(DOCUMENT TEXT)

MSN vs. DNP: 5 Key Differences
Whether you’re just starting out in planning your nurse practitioner education or are already a practicing NP with years of experience and a master’s degree, you’ve probably heard about Doctor of Nursing Practice programs. Although a Master’s degree is still the mandatory education level required to practice as an NP, there has been a push for a doctorate requirement to take its place. As a result, many NP programs have already begun making the transition to only offering DNP programs for prospective NP students.
Although both options allow nurses the opportunity to be in advanced roles with more responsibility and authority than RNs, understanding their differences is helpful in deciding which option is best for your goals as an NP.
Here’s how they measure up.
The most significant difference between the curriculum is that DNP programs have a specific set of required doctoral-level coursework. Unlike a Ph.D. in nursing, however, a DNP is a practice-based doctorate; so while there is still a research component, DNP graduates use research to influence their nursing practice. The coursework for MSN programs focuses on advanced nursing theory, management issues, research, social and physical sciences, clinical practice and nursing informatics. DNP programs build upon the MSN education further with more emphasis on preparing nurses to be able to use science-based theories in order to better understand the nature of health and healthcare delivery and evaluate the effectiveness of clinical outcomes.
Clinical Practice Hours
While both programs require students to complete a certain number of clinical practice hours, DNP programs undoubtedly require more than MSN programs. At least 500 hours are required in traditional BSN to MSN pathways; whereas DNP programs, on the other hand, require at least 1,000 post-BSN clinical practice hours. Most doctoral programs do allow students to count a portion of the hours they earned during their MSN program towards the requirement.
At the doctoral level, students must also complete a capstone project in conjunction with their clinical practice hours. The capstone is an original scholarly project developed over multiple semesters and is designed to demonstrate that the student has mastered the theories and practices learned throughout the doctorate program, ultimately showcasing the nurse’s ability to apply what they’ve learned toward real issues that affect the nursing practice or a specific patient population.
The amount of time it takes to complete either program depends on what degree the nurse held prior to enrollment. Generally, a traditional BSN to MSN program requires about 40 credits for completion. BSN educated nurses can enter directly into a DNP program but may have to complete anywhere from 65 to 95 credits; whereas nurses in a traditional MSN to DNP program may only have to complete 33 – 43 credits. By comparison, MSN programs are certainly shorter and take about two years overall to complete.

(PROVIDED RECORDS)
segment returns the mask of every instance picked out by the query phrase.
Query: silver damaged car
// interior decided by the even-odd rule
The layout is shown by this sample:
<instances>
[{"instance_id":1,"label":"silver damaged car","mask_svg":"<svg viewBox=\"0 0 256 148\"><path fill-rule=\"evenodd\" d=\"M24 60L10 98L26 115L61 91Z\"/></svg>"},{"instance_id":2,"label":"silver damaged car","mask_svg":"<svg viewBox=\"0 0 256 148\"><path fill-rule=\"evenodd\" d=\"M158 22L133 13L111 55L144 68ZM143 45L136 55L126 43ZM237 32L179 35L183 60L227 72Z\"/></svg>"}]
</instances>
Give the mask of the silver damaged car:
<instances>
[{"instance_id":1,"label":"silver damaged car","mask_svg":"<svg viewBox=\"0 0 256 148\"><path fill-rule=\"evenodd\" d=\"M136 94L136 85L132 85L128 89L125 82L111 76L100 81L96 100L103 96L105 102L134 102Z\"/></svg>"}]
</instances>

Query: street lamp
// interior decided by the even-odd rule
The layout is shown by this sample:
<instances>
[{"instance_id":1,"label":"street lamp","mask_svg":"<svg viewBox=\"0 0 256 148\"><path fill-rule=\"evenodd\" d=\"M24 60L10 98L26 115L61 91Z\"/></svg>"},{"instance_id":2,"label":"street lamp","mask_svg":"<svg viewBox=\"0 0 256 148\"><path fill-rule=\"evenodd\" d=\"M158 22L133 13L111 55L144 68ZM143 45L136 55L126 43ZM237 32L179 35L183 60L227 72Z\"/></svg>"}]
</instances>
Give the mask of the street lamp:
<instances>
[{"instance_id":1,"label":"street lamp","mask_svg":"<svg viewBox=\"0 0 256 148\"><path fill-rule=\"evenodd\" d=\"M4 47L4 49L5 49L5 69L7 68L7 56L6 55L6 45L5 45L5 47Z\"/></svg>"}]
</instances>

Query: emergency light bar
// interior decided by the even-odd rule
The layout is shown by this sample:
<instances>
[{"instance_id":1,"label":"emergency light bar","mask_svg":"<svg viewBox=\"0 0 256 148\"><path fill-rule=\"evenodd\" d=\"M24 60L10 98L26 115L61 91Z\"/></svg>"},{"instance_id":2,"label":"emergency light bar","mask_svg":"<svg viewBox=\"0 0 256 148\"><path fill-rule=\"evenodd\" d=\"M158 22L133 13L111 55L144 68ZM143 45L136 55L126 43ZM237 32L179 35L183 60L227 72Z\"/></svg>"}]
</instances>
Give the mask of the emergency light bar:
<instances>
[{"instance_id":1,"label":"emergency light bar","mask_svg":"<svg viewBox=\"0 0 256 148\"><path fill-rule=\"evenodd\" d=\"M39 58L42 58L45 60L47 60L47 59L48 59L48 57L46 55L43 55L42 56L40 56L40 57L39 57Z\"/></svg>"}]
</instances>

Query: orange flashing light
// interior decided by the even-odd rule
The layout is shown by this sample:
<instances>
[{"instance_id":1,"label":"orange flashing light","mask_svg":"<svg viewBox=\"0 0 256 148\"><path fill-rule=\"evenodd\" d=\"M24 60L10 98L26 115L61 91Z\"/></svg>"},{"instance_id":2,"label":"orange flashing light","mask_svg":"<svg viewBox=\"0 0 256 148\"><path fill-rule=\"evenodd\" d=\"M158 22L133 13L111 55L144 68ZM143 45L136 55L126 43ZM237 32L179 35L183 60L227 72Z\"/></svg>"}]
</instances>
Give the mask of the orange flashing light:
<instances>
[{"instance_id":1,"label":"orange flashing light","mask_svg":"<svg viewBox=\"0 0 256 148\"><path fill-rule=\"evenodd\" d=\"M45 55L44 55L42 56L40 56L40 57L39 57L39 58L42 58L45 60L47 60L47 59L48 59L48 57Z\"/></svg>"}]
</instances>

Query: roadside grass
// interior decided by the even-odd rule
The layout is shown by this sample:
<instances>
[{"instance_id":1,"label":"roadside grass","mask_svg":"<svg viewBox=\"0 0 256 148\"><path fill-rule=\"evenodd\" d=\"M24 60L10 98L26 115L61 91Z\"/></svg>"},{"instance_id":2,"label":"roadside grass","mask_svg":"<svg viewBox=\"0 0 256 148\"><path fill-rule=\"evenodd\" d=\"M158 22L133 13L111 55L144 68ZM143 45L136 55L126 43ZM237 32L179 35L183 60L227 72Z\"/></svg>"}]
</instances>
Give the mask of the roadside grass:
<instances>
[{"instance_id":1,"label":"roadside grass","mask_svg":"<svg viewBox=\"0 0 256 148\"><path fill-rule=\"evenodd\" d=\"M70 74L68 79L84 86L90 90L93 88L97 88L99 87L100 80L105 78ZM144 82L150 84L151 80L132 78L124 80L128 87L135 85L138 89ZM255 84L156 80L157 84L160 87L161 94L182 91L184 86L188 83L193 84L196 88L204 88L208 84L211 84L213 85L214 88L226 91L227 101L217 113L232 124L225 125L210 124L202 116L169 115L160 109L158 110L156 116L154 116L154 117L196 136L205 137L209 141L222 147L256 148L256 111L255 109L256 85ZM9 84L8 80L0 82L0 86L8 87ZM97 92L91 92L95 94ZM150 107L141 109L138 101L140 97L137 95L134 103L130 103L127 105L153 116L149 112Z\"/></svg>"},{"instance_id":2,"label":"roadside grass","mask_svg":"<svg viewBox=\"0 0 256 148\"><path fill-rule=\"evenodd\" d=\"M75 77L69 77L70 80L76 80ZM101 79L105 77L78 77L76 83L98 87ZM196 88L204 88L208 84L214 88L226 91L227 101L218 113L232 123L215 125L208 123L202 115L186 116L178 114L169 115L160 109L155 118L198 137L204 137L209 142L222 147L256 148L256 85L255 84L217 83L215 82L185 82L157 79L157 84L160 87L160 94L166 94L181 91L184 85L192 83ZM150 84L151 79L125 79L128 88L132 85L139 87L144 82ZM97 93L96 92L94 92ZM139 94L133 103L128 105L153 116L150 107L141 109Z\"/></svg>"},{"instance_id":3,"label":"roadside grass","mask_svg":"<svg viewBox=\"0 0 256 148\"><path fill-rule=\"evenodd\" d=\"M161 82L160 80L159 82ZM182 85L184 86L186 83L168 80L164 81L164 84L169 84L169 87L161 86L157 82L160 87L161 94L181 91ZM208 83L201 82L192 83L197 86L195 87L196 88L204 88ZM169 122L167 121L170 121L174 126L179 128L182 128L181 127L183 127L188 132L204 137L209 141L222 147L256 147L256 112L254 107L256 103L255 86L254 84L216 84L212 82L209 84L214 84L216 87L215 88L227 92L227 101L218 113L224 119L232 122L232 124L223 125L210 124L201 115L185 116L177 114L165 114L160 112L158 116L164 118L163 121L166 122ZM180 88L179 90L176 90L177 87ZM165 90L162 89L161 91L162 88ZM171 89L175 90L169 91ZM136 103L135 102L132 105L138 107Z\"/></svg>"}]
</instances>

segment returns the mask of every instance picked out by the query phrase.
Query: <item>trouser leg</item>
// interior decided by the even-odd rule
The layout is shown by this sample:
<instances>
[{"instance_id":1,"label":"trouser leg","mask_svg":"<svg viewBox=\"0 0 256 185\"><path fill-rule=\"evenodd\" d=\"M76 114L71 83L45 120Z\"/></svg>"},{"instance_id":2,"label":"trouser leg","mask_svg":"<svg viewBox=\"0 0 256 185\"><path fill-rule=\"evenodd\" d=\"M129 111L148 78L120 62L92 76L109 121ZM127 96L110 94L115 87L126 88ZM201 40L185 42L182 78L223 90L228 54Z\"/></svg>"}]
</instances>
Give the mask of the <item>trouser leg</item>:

(PROBLEM DESCRIPTION) Pick up the text comparing MSN and DNP degrees after its last sentence and keep writing. The entries have nothing to do with the text on MSN and DNP degrees.

(RESULT FOR THIS EXERCISE)
Roles in the Nursing Profession
Earning an MSN will allows nurses the opportunity to be in advanced roles with more responsibility and authority than RNs; however prior to the DNP being an available education option, nurses weren’t able to expand their expertise even further in a clinical role since PhDs were intended for those wanting to work as nurse scientists or scholars. The DNP allows nurses the opportunity to either obtain the highest level of proficiency in advanced practice nursing or if they so choose, to turn their attention to working in administration, executive leadership, nursing education and other high-level roles that don’t involve direct patient care.
Although a DNP is a higher education than an MSN, NPs who have earned either degree generally have the same responsibilities in both clinical and hospital settings; while DNPs are more poised for management and leadership positions in nursing, as well as policy and administration positions.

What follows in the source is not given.